Data Block Start
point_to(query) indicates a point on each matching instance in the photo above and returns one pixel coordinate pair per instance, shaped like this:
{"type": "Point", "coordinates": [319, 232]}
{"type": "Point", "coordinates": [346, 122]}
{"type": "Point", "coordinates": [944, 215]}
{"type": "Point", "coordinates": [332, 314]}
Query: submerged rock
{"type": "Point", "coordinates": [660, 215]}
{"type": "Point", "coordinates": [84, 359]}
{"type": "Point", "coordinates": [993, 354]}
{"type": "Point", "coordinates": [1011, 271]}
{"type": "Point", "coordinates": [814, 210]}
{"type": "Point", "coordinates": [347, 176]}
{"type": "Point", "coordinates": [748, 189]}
Data Block End
> _Requirement_:
For each entry above, please make an exact copy.

> _Solution to the problem_:
point_to(query) indicates a point on each matching instance in the photo above and returns one pixel coordinate pair per instance, shaped like this:
{"type": "Point", "coordinates": [319, 232]}
{"type": "Point", "coordinates": [346, 122]}
{"type": "Point", "coordinates": [944, 215]}
{"type": "Point", "coordinates": [332, 314]}
Query: submerged rock
{"type": "Point", "coordinates": [660, 215]}
{"type": "Point", "coordinates": [84, 359]}
{"type": "Point", "coordinates": [993, 354]}
{"type": "Point", "coordinates": [1011, 271]}
{"type": "Point", "coordinates": [814, 210]}
{"type": "Point", "coordinates": [347, 176]}
{"type": "Point", "coordinates": [748, 189]}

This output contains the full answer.